[Opening Data records section]

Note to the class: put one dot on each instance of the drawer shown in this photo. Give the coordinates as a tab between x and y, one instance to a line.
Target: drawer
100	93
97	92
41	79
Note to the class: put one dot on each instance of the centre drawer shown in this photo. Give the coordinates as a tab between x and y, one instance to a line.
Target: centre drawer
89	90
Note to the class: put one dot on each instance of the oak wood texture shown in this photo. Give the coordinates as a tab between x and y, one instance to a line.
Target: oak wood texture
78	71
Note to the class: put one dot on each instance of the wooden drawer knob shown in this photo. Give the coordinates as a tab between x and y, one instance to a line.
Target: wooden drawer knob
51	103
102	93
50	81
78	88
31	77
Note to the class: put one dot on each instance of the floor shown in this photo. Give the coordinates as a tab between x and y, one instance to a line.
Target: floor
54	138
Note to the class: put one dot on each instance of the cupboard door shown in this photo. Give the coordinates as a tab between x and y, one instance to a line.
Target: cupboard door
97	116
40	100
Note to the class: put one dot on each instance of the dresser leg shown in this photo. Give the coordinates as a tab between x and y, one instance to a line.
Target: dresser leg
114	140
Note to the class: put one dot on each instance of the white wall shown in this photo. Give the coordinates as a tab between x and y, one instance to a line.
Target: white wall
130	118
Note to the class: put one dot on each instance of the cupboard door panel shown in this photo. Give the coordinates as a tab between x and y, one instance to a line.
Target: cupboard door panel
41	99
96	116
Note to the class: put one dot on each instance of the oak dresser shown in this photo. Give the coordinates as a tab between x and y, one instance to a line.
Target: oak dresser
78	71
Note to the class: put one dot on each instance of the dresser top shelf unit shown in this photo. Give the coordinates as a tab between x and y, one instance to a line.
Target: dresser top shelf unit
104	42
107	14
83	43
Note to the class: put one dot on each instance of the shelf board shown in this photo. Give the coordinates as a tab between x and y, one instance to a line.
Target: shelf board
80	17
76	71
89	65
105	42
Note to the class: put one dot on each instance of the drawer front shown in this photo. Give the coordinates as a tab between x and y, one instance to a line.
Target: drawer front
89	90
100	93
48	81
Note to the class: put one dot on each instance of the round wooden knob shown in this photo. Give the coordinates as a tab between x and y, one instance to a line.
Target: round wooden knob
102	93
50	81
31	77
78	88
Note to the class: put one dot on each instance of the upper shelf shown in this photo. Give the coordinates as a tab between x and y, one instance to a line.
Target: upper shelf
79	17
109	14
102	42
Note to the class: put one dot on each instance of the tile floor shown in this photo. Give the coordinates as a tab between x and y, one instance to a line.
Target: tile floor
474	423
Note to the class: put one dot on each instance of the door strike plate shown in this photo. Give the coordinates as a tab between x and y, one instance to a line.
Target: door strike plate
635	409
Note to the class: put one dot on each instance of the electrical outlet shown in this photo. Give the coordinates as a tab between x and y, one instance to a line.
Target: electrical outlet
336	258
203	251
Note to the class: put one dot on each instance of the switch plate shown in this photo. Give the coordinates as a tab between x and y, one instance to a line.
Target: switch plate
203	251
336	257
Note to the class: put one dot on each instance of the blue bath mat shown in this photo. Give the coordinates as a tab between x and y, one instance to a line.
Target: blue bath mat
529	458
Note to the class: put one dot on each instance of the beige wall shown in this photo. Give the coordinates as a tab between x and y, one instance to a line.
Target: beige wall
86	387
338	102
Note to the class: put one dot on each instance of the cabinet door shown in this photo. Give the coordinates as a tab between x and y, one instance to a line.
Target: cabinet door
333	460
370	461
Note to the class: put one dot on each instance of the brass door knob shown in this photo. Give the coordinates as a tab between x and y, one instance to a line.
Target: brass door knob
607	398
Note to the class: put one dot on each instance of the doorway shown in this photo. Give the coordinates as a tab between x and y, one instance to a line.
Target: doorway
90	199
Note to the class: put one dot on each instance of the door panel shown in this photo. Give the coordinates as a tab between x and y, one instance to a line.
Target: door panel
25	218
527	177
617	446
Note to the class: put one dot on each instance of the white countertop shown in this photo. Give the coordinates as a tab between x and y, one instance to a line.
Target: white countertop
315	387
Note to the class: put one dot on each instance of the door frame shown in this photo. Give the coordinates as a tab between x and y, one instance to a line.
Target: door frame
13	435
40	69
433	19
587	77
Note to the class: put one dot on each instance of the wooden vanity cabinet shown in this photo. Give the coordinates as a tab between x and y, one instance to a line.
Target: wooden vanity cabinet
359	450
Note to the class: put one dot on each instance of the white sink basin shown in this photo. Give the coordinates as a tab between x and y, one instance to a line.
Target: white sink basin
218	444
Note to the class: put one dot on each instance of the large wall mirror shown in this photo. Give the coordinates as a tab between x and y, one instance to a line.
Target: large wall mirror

[Closing Data records section]

- Task to carry out -
Wherever the word "large" appears in a line of the data above, copy that line.

- Finished task -
Note to the class: put one dot on each instance of the large wall mirror shown in this photo. Give the coordinates as a tab between x and y, one instance to a line.
Target: large wall mirror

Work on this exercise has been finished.